## RECORDS SHOWN

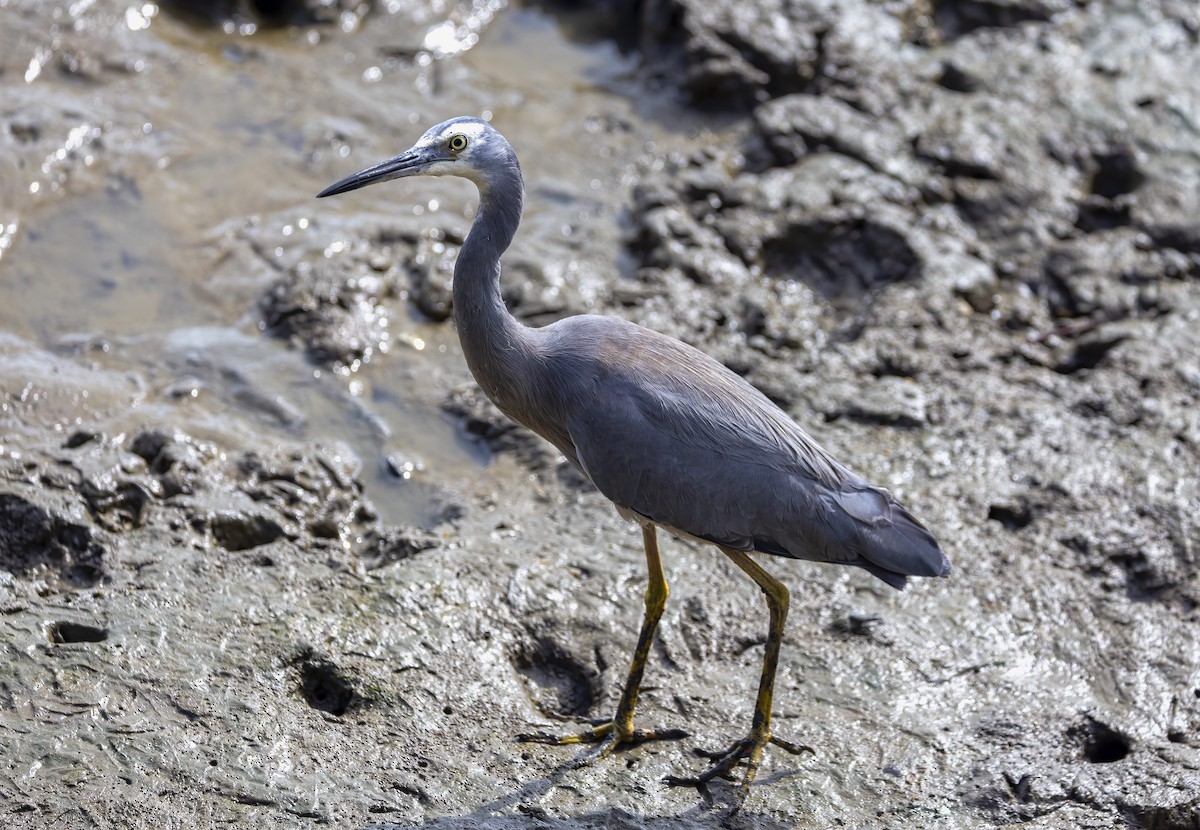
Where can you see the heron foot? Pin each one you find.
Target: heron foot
(606, 734)
(748, 750)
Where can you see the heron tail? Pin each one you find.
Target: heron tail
(887, 540)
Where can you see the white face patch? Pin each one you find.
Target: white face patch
(461, 164)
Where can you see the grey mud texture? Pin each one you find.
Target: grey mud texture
(268, 559)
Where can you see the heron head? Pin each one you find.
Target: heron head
(462, 146)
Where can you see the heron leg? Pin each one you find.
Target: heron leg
(750, 749)
(619, 731)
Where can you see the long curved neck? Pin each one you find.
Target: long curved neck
(498, 349)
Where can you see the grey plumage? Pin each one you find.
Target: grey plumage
(672, 437)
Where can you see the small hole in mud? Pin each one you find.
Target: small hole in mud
(559, 685)
(76, 632)
(325, 689)
(1103, 745)
(1013, 517)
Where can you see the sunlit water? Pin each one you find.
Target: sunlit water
(133, 257)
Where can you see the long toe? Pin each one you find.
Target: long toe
(747, 751)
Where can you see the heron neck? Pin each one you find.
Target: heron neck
(497, 347)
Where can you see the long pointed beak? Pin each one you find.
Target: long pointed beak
(406, 164)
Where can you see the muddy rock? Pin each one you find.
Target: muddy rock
(955, 240)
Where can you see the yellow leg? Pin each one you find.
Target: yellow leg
(750, 749)
(619, 731)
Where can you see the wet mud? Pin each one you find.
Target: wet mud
(269, 558)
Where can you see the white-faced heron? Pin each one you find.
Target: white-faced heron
(673, 438)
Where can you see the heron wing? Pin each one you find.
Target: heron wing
(676, 437)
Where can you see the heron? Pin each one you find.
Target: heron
(673, 438)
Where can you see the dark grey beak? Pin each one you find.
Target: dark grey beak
(406, 164)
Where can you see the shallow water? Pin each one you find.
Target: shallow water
(135, 251)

## PROBLEM
Reproduce all of the data above word for word, leaving out the pictures.

## REPLY
Where can you see the heron foot? Pin each one you find.
Target: heron foot
(606, 734)
(748, 750)
Where can you see the heron tail? Pin each one you find.
Target: heron tail
(887, 540)
Where can you see the white face patch? Pin each one you find.
Target: white face patch
(461, 164)
Where can you see the grey mud texture? Pin each one you find.
Target: grey mud texture
(268, 559)
Where can you see the heron head? Pin each one you find.
Target: heron head
(462, 146)
Where can you see the heron leg? Pin each one you find.
Target: heron leg
(750, 749)
(619, 731)
Where can you see the long curved neck? Pin each one you find.
Target: long curved neck
(498, 349)
Where can you see the grey plumage? Pin each one you find.
Target: grey plumage
(672, 437)
Where can you see the small hole in mud? Pin each one you find.
Target: small hole in mud
(559, 685)
(76, 632)
(325, 689)
(1103, 745)
(1013, 517)
Where can you see the sunlit water? Pin each one you find.
Target: sunlit water
(133, 257)
Where can you see the long toe? Pin each one you find.
Target: long toe
(747, 751)
Where can you see the heron neck? Pin each one you find.
Target: heron neck
(497, 347)
Where can you see the long pointed beak? Pin each one you find.
Target: long pointed beak
(406, 164)
Where can you see the muddy rock? Pin each one you find.
Target: muddy rock
(955, 240)
Where can you see the yellow leg? Pin each one you find.
Target: yellow leg
(750, 749)
(619, 731)
Where can you see the wet mud? Pin each one you find.
Target: wet mud
(269, 558)
Where can you see the white-faced heron? Pin each one you find.
Target: white-faced heron
(673, 438)
Where can you see the heron wing? Pin each one you find.
Target: heron wing
(676, 437)
Where can you see the heron? Pin each one you find.
Target: heron
(673, 438)
Where can you see the dark grey beak? Pin each one you find.
Target: dark grey beak
(406, 164)
Where can you see the shallow water? Pin each one you find.
Target: shallow water
(135, 251)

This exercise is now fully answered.